──────── DATA EXTRACTS ────────

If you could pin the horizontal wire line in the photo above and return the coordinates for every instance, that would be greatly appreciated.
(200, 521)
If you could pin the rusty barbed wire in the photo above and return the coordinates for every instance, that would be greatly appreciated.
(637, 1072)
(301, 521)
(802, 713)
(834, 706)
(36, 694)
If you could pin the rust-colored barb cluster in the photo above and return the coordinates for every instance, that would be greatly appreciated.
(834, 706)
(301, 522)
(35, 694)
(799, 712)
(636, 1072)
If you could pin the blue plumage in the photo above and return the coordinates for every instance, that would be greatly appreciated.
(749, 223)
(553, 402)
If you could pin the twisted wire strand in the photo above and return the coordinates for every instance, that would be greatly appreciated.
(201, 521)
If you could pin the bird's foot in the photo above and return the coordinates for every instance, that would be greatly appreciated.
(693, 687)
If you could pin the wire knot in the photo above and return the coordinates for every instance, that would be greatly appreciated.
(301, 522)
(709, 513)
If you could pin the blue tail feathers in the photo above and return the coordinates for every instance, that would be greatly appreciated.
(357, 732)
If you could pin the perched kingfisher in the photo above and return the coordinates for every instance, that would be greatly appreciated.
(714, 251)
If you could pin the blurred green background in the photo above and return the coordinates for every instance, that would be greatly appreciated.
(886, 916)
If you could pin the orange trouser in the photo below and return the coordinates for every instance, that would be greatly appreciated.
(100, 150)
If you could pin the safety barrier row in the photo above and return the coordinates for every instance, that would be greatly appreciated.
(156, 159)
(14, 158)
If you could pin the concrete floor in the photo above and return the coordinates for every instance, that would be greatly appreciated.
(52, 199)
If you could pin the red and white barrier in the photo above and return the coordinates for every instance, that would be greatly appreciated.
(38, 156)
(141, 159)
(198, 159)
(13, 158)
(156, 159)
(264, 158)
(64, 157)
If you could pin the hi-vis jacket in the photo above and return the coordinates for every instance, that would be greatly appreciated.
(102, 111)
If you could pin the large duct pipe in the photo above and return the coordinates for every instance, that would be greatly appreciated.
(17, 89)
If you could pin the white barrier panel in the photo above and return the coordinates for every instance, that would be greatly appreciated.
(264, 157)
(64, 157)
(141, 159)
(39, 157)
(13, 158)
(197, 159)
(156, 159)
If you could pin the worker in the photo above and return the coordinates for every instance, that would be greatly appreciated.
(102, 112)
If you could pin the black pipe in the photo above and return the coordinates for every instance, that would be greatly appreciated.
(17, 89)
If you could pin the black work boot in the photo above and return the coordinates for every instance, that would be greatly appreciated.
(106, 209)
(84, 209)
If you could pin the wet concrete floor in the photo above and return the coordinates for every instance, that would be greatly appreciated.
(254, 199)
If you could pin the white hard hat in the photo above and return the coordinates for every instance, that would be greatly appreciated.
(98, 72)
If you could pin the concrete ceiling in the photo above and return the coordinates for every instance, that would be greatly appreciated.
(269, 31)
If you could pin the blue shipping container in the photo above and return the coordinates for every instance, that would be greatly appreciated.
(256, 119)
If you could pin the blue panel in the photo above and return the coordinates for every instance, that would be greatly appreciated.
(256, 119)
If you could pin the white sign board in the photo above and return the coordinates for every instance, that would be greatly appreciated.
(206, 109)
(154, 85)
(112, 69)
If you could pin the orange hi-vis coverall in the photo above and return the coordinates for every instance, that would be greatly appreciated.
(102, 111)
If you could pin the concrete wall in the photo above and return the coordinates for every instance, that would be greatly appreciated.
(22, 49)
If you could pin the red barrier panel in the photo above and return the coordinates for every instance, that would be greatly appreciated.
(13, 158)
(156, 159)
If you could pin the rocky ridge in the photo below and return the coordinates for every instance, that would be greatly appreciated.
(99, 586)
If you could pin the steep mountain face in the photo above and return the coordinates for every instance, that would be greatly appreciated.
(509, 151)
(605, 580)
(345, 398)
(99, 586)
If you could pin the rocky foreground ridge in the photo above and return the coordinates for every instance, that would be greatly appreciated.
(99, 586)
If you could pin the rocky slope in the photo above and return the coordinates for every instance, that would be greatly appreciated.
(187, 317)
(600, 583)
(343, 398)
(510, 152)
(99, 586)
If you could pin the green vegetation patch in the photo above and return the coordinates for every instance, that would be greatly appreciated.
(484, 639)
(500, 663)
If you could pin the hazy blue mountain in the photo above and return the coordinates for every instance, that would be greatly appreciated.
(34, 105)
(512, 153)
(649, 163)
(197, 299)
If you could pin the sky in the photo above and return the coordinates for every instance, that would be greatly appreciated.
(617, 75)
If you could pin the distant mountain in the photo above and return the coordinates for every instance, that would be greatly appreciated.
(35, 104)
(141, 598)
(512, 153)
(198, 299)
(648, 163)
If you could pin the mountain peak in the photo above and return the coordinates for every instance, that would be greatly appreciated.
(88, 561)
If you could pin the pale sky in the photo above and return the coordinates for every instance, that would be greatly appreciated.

────────

YOUR INSTRUCTIONS>
Word for word, write out the entire listing once more.

PROBLEM SOLUTION>
If you could pin the horizontal wire line in the photo above and return the coordinates for every instance, that would be greatly appreciated.
(200, 521)
If you could pin the rusty barbed wire in the photo above and return the coordinates for every instance, that would be greatly appreciated.
(637, 1072)
(301, 521)
(802, 713)
(834, 706)
(36, 694)
If you could pin the rust-colored barb cluster in the photo above and return the coordinates for every instance, that would be greatly appreciated.
(834, 706)
(301, 522)
(35, 694)
(799, 712)
(636, 1072)
If you could pin the blue plumage in the photo above and return the coordinates for every instance, that would be greatly appreciated.
(749, 223)
(553, 402)
If you could pin the twisted wire strand in the photo above and return the coordinates for every instance, that would be greatly appreciated.
(201, 521)
If you could pin the bird's foot in the photo above and return the coordinates for every instance, that would be greatly appreciated.
(693, 687)
If you could pin the wire knot in the photo above and return the coordinates for every instance, that would be greatly appreciated.
(301, 522)
(709, 513)
If you could pin the blue tail feathers in the photo above and return the coordinates for every instance, that would be greatly appreciated.
(357, 732)
If you could pin the perched kingfisher in the photo above and return the coordinates for every instance, that would be greatly appreciated.
(714, 251)
If you could pin the blurred green background in the photo above and return the coordinates for every instance, that would be greatly appreciated.
(886, 916)
If you could pin the orange trouser in the photo below and return the coordinates for every instance, that would be greatly appreciated.
(100, 150)
If you could pin the safety barrier row in the photo above and return the coordinates for every instance, that would be greatly appreciated.
(156, 159)
(14, 158)
If you could pin the concrete floor in the photo above and return the coordinates for every instance, that would be greatly appreciated.
(52, 199)
If you could pin the red and white barrier in the photo above and return the coordinates for every instance, that would be greatly appreciated.
(38, 156)
(141, 159)
(198, 159)
(13, 158)
(156, 159)
(264, 158)
(64, 157)
If you could pin the hi-vis jacket in the photo above and return the coordinates for every instance, that would be greatly appreciated.
(102, 111)
If you could pin the large duct pipe in the photo above and return the coordinates for every instance, that would be greatly appreciated.
(17, 89)
If you could pin the white barrier panel in the photo above and return the coordinates for every instance, that would be greatly appreciated.
(264, 157)
(64, 157)
(141, 159)
(39, 157)
(13, 158)
(197, 159)
(156, 159)
If you could pin the worker in the photo above and return the coordinates for every instance, that would be greatly appreciated.
(102, 112)
If you could pin the black pipe in the photo above and return the coordinates for every instance, that would be greatly appreciated.
(17, 89)
If you could pin the black work boot in the photo above and return the coordinates for every instance, that would be greatly appreciated.
(106, 209)
(84, 209)
If you could pin the wet concrete floor in the photo above and return the coordinates for every instance, that would be greatly appreciated.
(254, 199)
If you could pin the white hard hat in the photo above and return the coordinates for every instance, that would be greatly appreciated.
(98, 72)
If you could pin the concrete ceiling in the photo above and return the coordinates for every instance, that would be greatly appreciated.
(269, 31)
If you could pin the blue shipping container in the photo above and return the coordinates for every instance, that would be greatly appreciated.
(256, 119)
If you could pin the blue panel in the photo above and return the coordinates for every instance, that would be greatly appreciated.
(256, 119)
If you could pin the white sign board in the photo above and return the coordinates for every instance, that would be greatly appreciated.
(206, 109)
(154, 85)
(112, 69)
If you could pin the orange hi-vis coverall in the photo above and return the coordinates for every instance, that would be greatly appreciated.
(102, 111)
If you could pin the concrete wall in the photo above and return the coordinates for every instance, that would be greatly appreciated.
(22, 49)
If you could pin the red barrier panel in the photo above and return the coordinates for every instance, that would be greatly appreciated.
(13, 158)
(156, 159)
If you could pin the rocky ridge in the photo below and return the coordinates for every instance, that would be greatly appreciated.
(99, 586)
If you could pin the steep mountain face in the photo above and return the coordinates for every instance, that would be greatly appreciated.
(509, 151)
(605, 580)
(345, 398)
(99, 586)
If you could pin the rocky foreground ridge in the photo above and return the coordinates for every instance, that would be greatly appreciated.
(99, 586)
If you could pin the rocky slope in the photo above and return the coordinates for every instance, that would be greatly appreciated.
(187, 317)
(600, 583)
(343, 398)
(510, 152)
(99, 586)
If you could pin the green vegetation patch in the photo above and return the coordinates for every instance, that would be greatly appreciated.
(484, 639)
(500, 663)
If you could pin the hazy blue mountain in the photo above and return the coordinates for every instance, that would be greatly appreciated.
(34, 105)
(512, 153)
(649, 163)
(197, 299)
If you could pin the sky in the photo above and return the coordinates for every instance, that would be greatly appreciated.
(617, 75)
If you could pin the distant mountain in the photo above and return the coordinates for every instance, that would be greatly appreciated.
(35, 104)
(141, 598)
(512, 153)
(198, 299)
(648, 163)
If you could pin the mountain peak in the photo above and return the coordinates for every instance, that would be greatly appreciated.
(88, 561)
If you could pin the pale sky in the photo above and return the coordinates for every instance, that would be greatly appreciated.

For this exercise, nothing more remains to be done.